╭─ Document extract

The Limit Construction¶
The Entity verifiableId acts as the limit (specifically, a product in the relevant slice category) of the diagram of source identifiers.
Definition: For an entity E appearing in source systems S₁, S₂, ..., Sₙ with identifiers id₁, id₂, ..., idₙ respectively, the Verifiable ID is the unique object V equipped with projections:
π_1: V → S₁ (maps V to id₁)
π_2: V → S₂ (maps V to id₂)
...
π_n: V → Sₙ (maps V to idₙ)
Such that for any other object W with maps to all Sᵢ, there exists a unique map u: W → V making all triangles commute.
In CEP terms: The identifiers object in entity is exactly this limit, it holds all known identifiers for the entity:
"identifiers": {
"samUei": "J6H4FB3N5YK7",
"lei": "5493001KJTIIGC8Y1R12",
"snfei": "a3b2c1d4e5f6...",
"additionalSchemes": [
{"schemeUri": "https://state.gov/cf", "value": "VENDOR-2024-0093"}
]
}
The Universal Property Guarantee¶
The verifiableId (entity:{scheme}:{value}) provides the universal property:
-
Existence: For any entity in any source system, there exists an entity record with a verifiableId that subsumes all its known identifiers.
-
Uniqueness: If two entity records claim to represent the same entity (have overlapping source identifiers), they MUST have the same verifiableId—or one is an error requiring resolution.
-
Confidence-Weighted Resolution: The
resolutionConfidence.scorefield acknowledges that in practice, entity resolution is probabilistic. A score of 1.0 indicates authoritative identity (the entity self-attested or the source is canonical). Lower scores indicate probabilistic matching.
3. Functors: The Bridge to External Standards¶
The XBRL Functor¶
Define F_xbrl: Civic → XBRL as a functor mapping:
- entities → XBRL reporting entities
- exchanges → XBRL fact instances
This functor must preserve composition: if g ∘ f is a provenance chain in Civic, then F(g) ∘ F(f) must be a valid XBRL reporting chain.
Implementation: The categorization.gtasAccountCode field in exchange records provides the data needed for this functor to operate—it maps CEP exchanges to Treasury reporting concepts.
The W3C PROV Functor¶
Define F_prov: Civic → PROV mapping:
- entities → prov:Entity
- relationships → prov:Activity (the act of establishing a relationship)
- exchanges → prov:Activity (the act of exchanging value)

╰─
╭─ Extracted data

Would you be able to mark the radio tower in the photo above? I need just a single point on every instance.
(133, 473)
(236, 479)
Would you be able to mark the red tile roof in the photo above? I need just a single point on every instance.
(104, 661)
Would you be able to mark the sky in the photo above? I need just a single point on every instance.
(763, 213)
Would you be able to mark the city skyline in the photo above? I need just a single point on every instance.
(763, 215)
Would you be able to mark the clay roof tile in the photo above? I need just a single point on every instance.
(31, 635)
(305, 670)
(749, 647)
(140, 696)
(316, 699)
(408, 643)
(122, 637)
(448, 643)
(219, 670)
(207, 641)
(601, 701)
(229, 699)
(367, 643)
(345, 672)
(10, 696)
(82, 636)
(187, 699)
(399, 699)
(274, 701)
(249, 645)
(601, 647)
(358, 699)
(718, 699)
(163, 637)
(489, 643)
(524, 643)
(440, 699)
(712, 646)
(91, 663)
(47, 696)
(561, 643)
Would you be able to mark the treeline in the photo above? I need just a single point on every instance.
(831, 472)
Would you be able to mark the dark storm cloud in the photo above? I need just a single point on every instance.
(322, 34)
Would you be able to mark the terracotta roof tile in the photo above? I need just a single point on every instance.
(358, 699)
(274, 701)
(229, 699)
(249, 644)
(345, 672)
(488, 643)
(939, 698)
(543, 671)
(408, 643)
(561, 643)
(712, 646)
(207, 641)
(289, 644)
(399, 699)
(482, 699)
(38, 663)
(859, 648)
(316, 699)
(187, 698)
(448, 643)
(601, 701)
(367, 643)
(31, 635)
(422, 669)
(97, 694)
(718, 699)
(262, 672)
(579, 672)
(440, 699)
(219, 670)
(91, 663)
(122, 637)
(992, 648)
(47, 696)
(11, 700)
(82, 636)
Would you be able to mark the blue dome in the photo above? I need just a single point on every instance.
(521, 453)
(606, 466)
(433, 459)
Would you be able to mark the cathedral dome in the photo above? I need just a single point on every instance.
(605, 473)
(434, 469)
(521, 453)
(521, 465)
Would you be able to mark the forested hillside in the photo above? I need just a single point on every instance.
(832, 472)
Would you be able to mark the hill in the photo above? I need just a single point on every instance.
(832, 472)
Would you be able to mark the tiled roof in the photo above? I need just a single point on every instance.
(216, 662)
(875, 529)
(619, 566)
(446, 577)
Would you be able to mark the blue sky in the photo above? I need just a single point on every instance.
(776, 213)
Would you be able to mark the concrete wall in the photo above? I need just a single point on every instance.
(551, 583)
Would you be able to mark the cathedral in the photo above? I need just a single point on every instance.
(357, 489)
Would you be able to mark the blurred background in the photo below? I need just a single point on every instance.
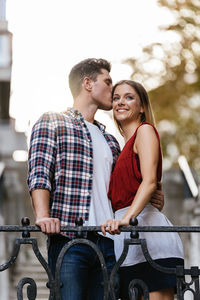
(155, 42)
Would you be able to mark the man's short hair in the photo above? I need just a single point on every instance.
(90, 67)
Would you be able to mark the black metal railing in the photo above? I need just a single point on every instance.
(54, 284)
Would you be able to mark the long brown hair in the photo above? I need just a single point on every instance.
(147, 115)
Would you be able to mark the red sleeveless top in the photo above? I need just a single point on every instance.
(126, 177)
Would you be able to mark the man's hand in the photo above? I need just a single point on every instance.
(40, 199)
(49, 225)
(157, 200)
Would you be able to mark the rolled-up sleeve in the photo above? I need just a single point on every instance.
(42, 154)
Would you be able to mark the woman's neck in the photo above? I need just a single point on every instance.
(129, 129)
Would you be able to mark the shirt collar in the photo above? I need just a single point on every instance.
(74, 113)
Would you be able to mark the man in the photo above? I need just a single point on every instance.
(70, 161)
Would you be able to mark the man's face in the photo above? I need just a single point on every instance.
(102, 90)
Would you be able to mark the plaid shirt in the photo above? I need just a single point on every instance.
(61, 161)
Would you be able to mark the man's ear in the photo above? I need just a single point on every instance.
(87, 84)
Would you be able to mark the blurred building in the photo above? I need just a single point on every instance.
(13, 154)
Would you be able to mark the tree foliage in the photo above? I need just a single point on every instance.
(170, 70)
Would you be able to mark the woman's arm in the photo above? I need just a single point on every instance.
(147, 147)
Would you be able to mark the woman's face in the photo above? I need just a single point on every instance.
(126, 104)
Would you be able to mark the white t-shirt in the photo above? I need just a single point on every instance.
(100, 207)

╰─
╭─ Extracted data

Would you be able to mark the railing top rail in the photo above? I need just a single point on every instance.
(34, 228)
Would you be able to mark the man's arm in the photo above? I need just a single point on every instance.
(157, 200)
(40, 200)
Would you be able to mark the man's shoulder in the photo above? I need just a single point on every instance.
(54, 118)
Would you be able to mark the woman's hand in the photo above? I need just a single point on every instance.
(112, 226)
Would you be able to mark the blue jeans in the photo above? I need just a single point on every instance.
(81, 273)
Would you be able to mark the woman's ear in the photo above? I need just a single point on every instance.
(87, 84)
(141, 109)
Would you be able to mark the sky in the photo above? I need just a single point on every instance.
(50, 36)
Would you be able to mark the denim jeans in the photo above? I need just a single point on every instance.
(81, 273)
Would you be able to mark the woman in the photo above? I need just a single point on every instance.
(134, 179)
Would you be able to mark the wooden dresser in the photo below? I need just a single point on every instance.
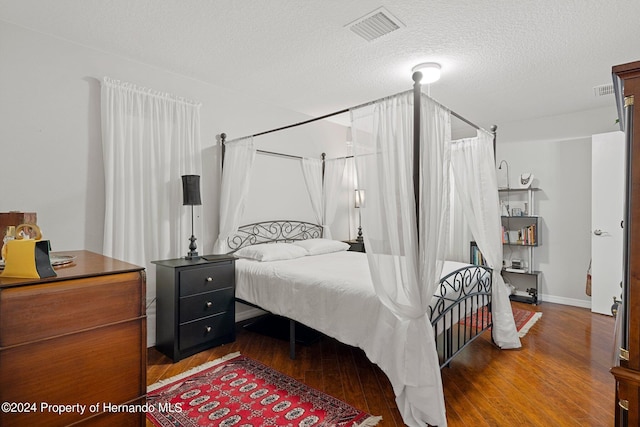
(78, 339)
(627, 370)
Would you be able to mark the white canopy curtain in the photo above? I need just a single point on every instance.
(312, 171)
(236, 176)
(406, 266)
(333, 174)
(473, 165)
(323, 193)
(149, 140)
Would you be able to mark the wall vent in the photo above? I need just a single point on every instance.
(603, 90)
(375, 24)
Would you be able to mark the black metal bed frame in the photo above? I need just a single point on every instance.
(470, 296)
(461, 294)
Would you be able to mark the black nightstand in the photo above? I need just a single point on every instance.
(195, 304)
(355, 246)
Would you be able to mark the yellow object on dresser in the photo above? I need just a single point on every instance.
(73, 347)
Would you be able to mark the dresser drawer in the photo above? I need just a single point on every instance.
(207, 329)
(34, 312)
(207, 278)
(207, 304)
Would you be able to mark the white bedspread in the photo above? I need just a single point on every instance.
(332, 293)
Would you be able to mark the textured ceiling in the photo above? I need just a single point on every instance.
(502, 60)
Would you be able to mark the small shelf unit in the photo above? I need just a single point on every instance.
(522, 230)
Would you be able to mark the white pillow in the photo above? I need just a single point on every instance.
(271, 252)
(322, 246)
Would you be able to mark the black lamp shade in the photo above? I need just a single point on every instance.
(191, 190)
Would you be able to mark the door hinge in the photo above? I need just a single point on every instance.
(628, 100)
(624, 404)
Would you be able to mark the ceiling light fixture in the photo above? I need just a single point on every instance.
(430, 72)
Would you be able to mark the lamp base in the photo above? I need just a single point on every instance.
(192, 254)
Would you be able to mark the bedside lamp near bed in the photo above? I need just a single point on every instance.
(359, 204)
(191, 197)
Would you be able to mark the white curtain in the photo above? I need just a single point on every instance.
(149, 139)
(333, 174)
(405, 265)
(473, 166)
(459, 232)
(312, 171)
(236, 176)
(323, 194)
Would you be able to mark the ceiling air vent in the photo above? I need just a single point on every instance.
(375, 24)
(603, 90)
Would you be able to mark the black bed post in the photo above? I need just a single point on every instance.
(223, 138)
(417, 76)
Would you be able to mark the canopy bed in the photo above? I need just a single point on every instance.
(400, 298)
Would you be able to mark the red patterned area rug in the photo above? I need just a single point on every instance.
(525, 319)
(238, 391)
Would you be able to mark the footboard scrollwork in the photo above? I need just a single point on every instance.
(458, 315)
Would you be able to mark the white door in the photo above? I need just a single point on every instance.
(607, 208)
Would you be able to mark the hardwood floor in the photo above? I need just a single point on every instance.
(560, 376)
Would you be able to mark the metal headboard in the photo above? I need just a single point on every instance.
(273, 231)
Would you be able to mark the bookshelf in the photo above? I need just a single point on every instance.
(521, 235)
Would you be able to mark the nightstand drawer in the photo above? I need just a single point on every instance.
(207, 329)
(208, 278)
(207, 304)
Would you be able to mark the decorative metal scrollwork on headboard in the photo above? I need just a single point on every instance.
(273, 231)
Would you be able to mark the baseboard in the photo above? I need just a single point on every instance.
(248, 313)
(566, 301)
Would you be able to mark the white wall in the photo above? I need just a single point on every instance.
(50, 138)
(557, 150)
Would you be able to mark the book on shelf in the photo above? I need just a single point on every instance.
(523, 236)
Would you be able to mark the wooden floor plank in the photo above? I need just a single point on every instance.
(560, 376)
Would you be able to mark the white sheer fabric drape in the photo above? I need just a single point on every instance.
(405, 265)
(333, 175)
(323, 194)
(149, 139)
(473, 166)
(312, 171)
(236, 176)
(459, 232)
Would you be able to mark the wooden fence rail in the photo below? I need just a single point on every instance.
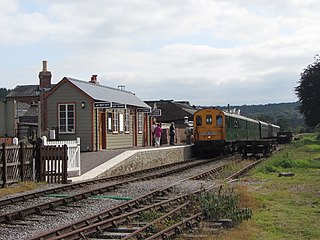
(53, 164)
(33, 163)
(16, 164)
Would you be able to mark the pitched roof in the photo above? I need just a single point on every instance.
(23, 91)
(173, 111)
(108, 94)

╰─

§ Tasks for this exercise
a) Return, word for word, the stretch of the entity identifier excerpt from "π_2: V → S₂" through "all triangles commute.".
b) Resume the entity identifier excerpt from the point where it stops.
The material has no connection to the entity identifier excerpt.

§ Exercise responses
a)
π_2: V → S₂ (maps V to id₂)
...
π_n: V → Sₙ (maps V to idₙ)
Such that for any other object W with maps to all Sᵢ, there exists a unique map u: W → V making all triangles commute.

b)
- Attestations → prov:Agent + prov:wasAttributedTo
The attestation block in every CEP record provides exactly the data needed for this mapping:
- attestorId → prov:Agent
- attestationTimestamp → prov:atTime
- proofValue → provenance integrity proof
4. The Amendment Chain as a Categorical Construction¶
The Category of Revisions¶
For a given entity E, define the category Rev(E) where:
- Objects are revisions: E₁, E₂, E₃, ...
- Morphisms are amendment relationships: amend: Eᵢ → Eᵢ₊₁
This forms a total order (a thin category where there's at most one morphism between any two objects).
Hash Chains as Functors¶
The previousRecordHash field defines a functor H: Rev(E) → HashChain where HashChain is the category of SHA-256 hash values with "derived-from" morphisms.
Preservation property: If Eᵢ →amend Eᵢ₊₁, then H(Eᵢ) is embedded in Eᵢ₊₁.previousRecordHash, creating an immutable audit trail.
This is the categorical equivalent of a blockchain's hash chain, but without requiring distributed consensus—the attesting node is responsible for chain integrity.
5. The Slice Category for Jurisdictional Scoping¶
Jurisdictional Restriction¶
For a given jurisdiction J (e.g., US-CA), define the slice category Civic/J where:
- Objects are entities with jurisdictionIso compatible with J
- Morphisms are relationships/exchanges within that jurisdiction
This allows queries like "show me all contracts in California" to be formalized as working within Civic/US-CA rather than searching all of Civic.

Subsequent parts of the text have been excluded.